▶ **Document segment**:
⁂

- Promotional picture
- Developer: Jade Studio (now as TiMi Studio Group)
- Publisher: Tencent Games
- Platform: Microsoft Windows
- Genre: Fighting
- Mode: Single-player

= Xuan Dou Zhi Wang =

In-development online PC fighting game

Xuan Dou Zhi Wang (炫斗之王, "The King of Dazzling Fighters", tentatively translated for an international audience as King of Combat) was an in-development online PC fighting game by Jade Studio for Tencent Games. The game's first Beta build was available since 2011 in China via digital download. Game's development was paused since 2014. A beat' em up spin-off titled Tian Tian Xuan Dou (international name Fantasy Fighter) was released in 2014.

==Gameplay==
The gameplay is similar to games like The King of Fighters '97 and The King of Fighters '98. It consisted of the same 4-buttons layout, including the ability to perform short and super jumps, rolls and strong attacks ("blowbacks"); throws were performed by pushing the two punch buttons together, however. A maximum of 3 Super gauge levels were attainable. Pushing light kick and heavy punch together put the characters in MAX mode, where their damage increased and gained the ability to perform an improved version of a super move.

Single and team battles (3 vs. 3 fighters; either six players, each one of them controlling a fighter, or two players, each one controlling three) in the King of Fighters fashion were available.

⁂

▶ **Supplied records**:
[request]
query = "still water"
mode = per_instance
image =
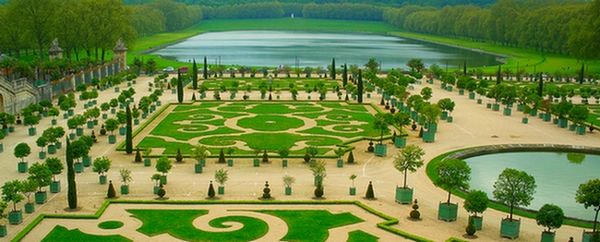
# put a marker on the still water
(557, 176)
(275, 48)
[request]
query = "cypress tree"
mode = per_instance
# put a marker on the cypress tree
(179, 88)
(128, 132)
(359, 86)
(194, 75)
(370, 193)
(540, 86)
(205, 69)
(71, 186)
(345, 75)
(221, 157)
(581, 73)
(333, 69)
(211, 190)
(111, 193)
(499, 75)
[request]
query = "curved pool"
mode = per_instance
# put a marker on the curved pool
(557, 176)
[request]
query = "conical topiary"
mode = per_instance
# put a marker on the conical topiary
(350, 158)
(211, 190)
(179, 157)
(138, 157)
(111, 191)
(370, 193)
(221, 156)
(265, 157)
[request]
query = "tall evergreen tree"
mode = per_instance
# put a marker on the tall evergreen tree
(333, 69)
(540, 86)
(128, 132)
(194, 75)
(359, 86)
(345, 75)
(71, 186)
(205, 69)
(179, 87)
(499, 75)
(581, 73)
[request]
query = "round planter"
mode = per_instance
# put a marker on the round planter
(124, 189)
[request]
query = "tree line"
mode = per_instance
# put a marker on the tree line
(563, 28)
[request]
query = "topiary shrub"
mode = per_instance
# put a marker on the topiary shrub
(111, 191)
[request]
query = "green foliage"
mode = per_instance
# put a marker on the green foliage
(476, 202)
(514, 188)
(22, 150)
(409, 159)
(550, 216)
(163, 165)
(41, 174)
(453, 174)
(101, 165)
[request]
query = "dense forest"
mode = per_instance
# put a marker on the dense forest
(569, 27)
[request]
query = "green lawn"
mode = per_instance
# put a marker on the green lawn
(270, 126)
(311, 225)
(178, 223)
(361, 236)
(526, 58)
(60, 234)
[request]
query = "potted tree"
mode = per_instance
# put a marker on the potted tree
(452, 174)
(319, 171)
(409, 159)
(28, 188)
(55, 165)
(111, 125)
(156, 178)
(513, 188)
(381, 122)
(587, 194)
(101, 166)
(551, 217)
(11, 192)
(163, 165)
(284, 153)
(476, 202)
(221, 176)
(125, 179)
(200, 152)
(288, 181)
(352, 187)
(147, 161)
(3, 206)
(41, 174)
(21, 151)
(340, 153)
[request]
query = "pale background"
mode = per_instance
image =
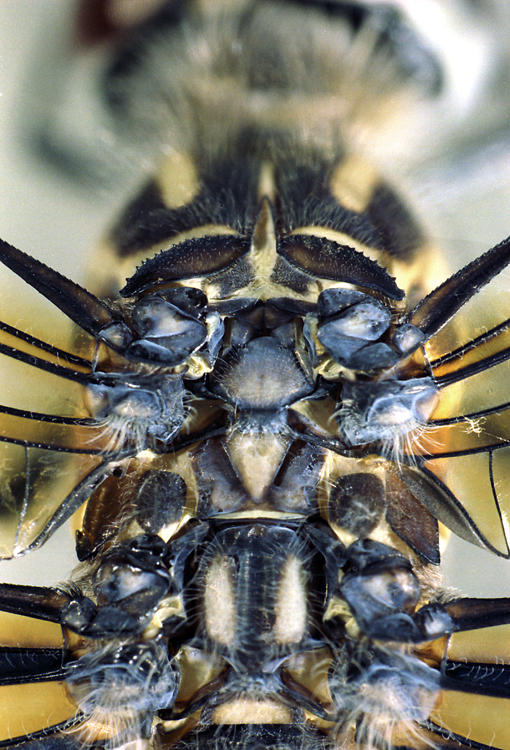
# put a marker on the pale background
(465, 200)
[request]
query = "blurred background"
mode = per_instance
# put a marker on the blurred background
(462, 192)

⁂

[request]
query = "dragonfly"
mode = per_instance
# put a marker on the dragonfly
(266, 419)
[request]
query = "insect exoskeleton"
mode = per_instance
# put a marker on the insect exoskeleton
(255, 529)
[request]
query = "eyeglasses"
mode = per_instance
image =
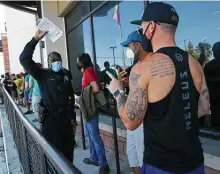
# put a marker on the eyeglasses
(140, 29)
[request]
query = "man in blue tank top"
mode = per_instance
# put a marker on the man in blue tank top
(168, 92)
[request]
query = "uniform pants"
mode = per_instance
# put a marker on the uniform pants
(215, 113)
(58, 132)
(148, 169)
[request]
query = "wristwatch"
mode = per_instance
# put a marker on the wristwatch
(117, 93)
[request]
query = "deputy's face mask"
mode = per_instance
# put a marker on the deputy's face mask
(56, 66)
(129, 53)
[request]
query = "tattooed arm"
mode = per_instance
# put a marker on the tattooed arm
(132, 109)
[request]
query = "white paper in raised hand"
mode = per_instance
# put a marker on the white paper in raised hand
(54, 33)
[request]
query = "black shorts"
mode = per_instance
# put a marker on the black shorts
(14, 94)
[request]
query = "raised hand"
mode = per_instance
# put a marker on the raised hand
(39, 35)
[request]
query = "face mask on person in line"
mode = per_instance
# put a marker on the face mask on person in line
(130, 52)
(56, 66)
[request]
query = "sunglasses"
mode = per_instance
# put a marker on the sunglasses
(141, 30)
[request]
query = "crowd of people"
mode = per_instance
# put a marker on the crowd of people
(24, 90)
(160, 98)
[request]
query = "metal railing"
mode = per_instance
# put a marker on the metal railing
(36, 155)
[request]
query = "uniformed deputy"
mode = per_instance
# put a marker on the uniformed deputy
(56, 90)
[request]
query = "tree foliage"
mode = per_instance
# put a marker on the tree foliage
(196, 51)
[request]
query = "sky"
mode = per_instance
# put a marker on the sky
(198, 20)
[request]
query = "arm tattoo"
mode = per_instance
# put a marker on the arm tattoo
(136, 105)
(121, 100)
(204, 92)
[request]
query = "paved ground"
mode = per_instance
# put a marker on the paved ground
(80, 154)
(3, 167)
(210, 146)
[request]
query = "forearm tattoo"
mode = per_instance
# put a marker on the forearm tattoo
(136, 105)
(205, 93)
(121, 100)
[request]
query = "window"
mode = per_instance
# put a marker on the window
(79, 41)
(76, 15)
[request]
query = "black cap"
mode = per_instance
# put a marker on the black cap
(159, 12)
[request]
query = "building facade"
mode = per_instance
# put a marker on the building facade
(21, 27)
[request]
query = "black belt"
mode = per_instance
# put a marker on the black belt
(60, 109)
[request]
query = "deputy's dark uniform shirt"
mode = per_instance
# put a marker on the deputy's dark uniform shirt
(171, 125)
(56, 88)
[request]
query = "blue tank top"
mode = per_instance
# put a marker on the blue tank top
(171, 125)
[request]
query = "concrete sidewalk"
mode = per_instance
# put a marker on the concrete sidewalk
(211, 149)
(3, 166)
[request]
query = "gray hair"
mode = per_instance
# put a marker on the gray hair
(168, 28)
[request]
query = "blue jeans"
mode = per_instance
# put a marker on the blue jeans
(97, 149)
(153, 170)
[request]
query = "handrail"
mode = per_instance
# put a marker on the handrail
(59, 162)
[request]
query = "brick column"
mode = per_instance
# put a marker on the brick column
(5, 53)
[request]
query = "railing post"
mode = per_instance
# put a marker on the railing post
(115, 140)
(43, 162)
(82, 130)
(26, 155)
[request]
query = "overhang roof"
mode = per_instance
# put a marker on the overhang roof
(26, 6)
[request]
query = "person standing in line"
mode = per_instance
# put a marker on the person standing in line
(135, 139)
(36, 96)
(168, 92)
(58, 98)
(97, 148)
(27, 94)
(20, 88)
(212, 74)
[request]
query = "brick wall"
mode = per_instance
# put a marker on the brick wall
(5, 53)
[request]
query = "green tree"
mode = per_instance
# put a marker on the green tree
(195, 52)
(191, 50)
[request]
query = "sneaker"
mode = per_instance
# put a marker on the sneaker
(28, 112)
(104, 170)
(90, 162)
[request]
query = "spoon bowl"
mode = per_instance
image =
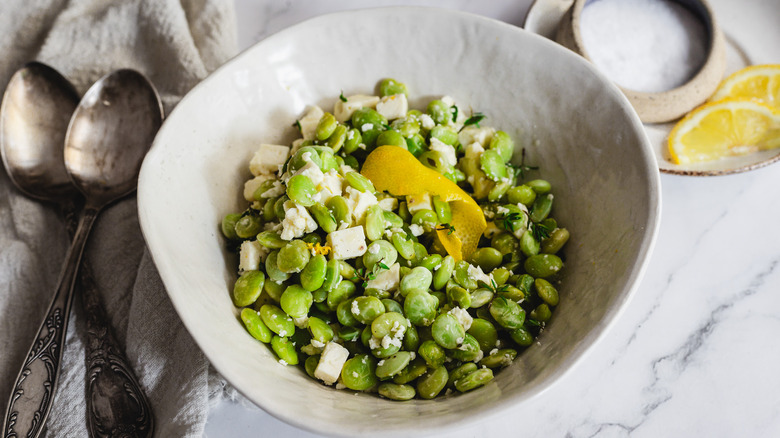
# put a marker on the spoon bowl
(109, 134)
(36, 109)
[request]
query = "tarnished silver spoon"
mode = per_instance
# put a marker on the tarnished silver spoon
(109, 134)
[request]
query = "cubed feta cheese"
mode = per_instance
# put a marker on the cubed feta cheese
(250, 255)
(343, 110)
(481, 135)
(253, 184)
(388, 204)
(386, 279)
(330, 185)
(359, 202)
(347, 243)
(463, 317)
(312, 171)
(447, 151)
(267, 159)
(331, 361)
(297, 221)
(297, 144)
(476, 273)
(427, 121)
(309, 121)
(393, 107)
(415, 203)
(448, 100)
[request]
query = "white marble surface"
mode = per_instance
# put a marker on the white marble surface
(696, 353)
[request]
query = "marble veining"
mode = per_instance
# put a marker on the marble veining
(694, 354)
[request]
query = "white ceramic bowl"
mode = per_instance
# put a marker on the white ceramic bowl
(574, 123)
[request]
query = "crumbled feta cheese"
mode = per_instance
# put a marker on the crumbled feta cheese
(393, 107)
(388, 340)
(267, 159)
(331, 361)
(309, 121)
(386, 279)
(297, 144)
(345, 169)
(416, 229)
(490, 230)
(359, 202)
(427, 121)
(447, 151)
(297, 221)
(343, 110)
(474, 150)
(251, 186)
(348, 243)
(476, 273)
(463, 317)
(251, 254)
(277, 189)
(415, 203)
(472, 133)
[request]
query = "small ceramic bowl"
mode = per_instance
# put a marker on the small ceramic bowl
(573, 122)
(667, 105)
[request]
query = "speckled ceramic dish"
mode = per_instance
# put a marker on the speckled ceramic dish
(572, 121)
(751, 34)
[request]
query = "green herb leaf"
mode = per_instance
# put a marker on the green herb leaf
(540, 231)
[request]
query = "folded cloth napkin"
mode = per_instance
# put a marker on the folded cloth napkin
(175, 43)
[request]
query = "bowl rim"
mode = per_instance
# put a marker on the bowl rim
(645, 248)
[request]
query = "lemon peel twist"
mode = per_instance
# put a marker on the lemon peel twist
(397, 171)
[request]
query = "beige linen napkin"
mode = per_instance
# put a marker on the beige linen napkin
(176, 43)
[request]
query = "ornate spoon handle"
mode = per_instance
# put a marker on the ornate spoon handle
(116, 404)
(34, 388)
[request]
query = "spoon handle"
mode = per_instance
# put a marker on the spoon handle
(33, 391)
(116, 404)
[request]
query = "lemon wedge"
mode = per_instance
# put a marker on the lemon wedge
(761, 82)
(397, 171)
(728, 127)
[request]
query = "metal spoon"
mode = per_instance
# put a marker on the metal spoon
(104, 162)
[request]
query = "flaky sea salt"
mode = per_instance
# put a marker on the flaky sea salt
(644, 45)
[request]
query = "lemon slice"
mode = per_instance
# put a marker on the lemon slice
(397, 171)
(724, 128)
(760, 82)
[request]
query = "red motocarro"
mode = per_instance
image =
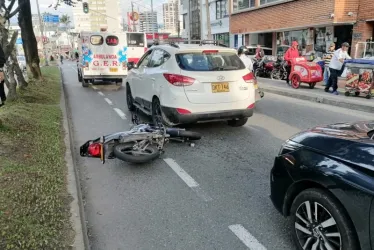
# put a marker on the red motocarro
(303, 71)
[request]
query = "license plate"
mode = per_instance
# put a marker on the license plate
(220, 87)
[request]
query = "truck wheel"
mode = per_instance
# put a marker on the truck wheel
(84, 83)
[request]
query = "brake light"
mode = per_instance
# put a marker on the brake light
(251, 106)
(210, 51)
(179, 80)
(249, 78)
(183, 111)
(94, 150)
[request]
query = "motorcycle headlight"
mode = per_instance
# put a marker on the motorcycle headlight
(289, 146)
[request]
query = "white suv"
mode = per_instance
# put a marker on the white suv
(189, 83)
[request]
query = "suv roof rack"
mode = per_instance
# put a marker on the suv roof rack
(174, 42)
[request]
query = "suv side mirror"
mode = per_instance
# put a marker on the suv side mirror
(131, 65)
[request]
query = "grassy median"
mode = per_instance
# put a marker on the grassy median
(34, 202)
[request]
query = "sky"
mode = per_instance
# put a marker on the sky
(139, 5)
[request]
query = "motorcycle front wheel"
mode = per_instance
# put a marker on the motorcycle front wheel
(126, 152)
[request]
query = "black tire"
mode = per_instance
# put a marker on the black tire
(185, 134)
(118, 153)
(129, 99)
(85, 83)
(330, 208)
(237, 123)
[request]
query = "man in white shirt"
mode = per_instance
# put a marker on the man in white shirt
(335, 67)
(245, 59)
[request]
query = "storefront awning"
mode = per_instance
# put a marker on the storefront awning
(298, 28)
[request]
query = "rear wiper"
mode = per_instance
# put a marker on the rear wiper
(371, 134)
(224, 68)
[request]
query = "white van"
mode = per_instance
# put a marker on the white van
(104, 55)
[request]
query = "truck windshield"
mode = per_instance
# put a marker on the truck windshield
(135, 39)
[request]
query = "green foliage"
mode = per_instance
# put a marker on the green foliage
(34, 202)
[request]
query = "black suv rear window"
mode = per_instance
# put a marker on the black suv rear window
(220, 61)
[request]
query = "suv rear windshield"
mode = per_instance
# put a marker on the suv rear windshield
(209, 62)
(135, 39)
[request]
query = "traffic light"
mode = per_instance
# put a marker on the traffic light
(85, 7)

⁂

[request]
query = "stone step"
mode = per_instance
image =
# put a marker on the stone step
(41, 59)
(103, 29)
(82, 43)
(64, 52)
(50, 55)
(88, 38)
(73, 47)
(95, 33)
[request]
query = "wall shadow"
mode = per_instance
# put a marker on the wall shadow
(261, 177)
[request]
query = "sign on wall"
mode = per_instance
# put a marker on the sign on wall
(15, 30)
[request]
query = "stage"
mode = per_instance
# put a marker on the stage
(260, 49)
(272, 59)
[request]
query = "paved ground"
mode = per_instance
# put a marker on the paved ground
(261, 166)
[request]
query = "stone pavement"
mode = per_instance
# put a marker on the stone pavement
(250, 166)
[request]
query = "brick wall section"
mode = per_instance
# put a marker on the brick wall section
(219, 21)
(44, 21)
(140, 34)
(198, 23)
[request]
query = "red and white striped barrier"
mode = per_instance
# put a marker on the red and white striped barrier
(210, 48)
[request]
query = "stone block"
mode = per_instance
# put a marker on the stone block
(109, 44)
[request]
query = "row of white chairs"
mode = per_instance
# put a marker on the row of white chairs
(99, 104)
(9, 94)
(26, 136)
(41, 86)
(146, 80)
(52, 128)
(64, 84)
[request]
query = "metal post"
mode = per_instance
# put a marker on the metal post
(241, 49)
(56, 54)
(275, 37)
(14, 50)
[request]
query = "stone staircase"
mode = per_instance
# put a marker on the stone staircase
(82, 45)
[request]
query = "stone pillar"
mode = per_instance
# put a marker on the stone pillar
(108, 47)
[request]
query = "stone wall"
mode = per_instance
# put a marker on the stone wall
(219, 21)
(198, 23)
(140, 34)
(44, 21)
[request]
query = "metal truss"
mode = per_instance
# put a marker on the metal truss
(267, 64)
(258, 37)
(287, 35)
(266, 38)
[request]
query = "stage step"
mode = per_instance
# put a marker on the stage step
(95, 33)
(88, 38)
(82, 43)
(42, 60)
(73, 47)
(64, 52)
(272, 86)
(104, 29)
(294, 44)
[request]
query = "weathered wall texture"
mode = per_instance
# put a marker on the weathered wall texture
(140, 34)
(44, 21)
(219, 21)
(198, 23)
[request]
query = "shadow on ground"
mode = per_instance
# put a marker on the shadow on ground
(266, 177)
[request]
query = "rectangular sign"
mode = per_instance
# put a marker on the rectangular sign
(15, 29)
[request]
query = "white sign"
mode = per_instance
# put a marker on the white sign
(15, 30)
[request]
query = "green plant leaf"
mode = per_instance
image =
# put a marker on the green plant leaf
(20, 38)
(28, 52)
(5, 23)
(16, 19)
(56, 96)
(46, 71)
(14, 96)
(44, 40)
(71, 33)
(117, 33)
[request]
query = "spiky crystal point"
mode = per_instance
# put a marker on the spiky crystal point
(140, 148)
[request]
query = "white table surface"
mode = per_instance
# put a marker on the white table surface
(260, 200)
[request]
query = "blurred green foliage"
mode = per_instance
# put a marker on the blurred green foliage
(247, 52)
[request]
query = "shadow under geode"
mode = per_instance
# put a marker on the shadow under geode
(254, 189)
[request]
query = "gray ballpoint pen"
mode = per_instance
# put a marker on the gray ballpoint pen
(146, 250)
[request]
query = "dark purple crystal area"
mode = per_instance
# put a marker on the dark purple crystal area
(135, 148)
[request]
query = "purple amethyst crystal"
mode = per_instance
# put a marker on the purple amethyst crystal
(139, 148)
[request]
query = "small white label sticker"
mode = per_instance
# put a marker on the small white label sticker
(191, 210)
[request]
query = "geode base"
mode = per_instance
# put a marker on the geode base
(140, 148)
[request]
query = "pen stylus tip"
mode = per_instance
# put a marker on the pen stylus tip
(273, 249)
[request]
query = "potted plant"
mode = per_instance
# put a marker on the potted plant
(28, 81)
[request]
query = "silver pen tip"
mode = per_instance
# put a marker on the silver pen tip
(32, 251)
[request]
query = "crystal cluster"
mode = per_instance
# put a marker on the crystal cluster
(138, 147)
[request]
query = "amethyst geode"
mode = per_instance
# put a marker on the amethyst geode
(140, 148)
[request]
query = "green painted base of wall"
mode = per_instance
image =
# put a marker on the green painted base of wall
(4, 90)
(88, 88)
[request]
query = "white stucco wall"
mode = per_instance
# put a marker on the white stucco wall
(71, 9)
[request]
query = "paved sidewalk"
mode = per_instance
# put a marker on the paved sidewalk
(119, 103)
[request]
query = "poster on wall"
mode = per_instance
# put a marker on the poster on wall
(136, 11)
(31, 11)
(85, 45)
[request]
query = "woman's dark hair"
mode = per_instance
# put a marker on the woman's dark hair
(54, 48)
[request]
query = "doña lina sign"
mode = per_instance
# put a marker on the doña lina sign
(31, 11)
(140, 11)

⁂

▶ **Exercises**:
A: In the Xuan Dou Zhi Wang article, render this sentence in Spanish: "The game's first Beta build was available since 2011 in China via digital download."
B: Reproduce the part of the Xuan Dou Zhi Wang article starting with "- Promotional picture" and going on through "released in 2014.".
C: Proceed with the Xuan Dou Zhi Wang article from the point where it stops.
You can complete this work without the entries.

▶ **Results of the exercise**:
A: La primera versión beta del juego estuvo disponible desde 2011 en China mediante descarga digital.

B:
- Promotional picture
- Developer: Jade Studio (now as TiMi Studio Group)
- Publisher: Tencent Games
- Platform: Microsoft Windows
- Genre: Fighting
- Mode: Single-player

= Xuan Dou Zhi Wang =

In-development online PC fighting game

Xuan Dou Zhi Wang (炫斗之王, "The King of Dazzling Fighters", tentatively translated for an international audience as King of Combat) was an in-development online PC fighting game by Jade Studio for Tencent Games. The game's first Beta build was available since 2011 in China via digital download. Game's development was paused since 2014. A beat' em up spin-off titled Tian Tian Xuan Dou (international name Fantasy Fighter) was released in 2014.

C:
===Online features===
While the game was downloaded and installed in the PC, it couldn't run without the computer being connected to the internet, in order to connect with the Tencent servers. Ranked single battles and the option to create rooms to sustain matches were possible, as well as single player modes including a 1-player arcade mode, bonus stages of breaking barrels (similar to Street Fighter II), and an adventure mode resembling a beat 'em up game.

There were "missions" to complete every day (for example, beating arcade mode once or sustaining 5 team battles) that granted experience points and "Point coupons", used to rent or buy characters and costumes in the game's store ("Shop"). Users won experience to unlock new fighters, and they could train each one of their characters to upgrade their skills, with characters unlocking a powerful "Hidden" super move upon reaching level 30. Updates with new characters, costumes and game modes were added every 1 or 2 months, as well as balance patches with changes to the characters' moves and their properties.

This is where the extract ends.